Point annotations for photos:
-*-*-

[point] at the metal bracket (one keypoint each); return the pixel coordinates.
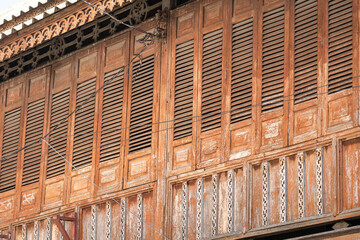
(5, 236)
(73, 218)
(161, 22)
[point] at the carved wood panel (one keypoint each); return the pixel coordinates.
(209, 206)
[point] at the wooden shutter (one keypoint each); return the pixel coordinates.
(141, 105)
(241, 70)
(340, 45)
(211, 80)
(112, 116)
(306, 60)
(10, 144)
(183, 106)
(58, 138)
(34, 129)
(84, 124)
(273, 59)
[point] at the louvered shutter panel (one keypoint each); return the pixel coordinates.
(34, 129)
(340, 45)
(112, 116)
(273, 59)
(58, 137)
(211, 80)
(305, 88)
(241, 70)
(141, 105)
(10, 144)
(183, 106)
(84, 124)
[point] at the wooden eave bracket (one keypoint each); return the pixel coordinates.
(73, 218)
(5, 236)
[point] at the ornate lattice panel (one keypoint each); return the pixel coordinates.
(273, 36)
(209, 206)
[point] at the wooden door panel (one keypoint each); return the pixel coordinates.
(30, 202)
(54, 192)
(7, 204)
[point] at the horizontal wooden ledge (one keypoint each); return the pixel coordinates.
(71, 207)
(295, 225)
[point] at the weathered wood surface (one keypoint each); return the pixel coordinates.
(223, 157)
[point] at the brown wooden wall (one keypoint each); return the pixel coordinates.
(243, 121)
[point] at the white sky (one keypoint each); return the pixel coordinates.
(4, 4)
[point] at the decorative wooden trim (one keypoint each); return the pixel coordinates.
(108, 220)
(48, 228)
(301, 184)
(24, 232)
(139, 228)
(36, 230)
(230, 200)
(214, 204)
(283, 190)
(93, 222)
(66, 24)
(73, 219)
(265, 193)
(199, 207)
(319, 182)
(123, 219)
(184, 210)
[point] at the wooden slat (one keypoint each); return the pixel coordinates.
(183, 109)
(112, 116)
(340, 45)
(141, 105)
(58, 139)
(241, 70)
(273, 59)
(34, 129)
(84, 124)
(211, 80)
(11, 143)
(305, 50)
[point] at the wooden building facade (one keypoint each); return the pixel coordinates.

-*-*-

* THE REQUEST *
Rewrite the part of the listing that opens with the line containing "[point] at the horizontal" and runs through the end of the listing, changing "wooden" to "timber" and keeping everything else the same.

* EXERCISE OUTPUT *
[point] at the horizontal timber ledge (one keypoint each); return the pixel coordinates.
(71, 207)
(295, 225)
[point] at the weathered wood surface (one keypoint each); return the pixel coordinates.
(223, 157)
[point] at the brown timber wall (one keypoint each); return the pixel coordinates.
(243, 121)
[point] at the white sky (one keypoint each); return the pixel coordinates.
(4, 4)
[point] at the decorative timber trim (one keypoint each); return the pixel coordinates.
(108, 220)
(48, 228)
(301, 184)
(24, 232)
(139, 228)
(36, 230)
(230, 200)
(214, 204)
(283, 190)
(93, 222)
(66, 24)
(73, 219)
(265, 193)
(199, 207)
(319, 182)
(123, 219)
(184, 210)
[point] at the timber slat (one keypoint each); return the pixel coordinates.
(183, 109)
(112, 116)
(340, 45)
(141, 105)
(58, 139)
(241, 70)
(273, 59)
(34, 129)
(84, 124)
(211, 80)
(11, 143)
(305, 50)
[point] at the timber building facade (one keypoint each); return the pixel coordinates.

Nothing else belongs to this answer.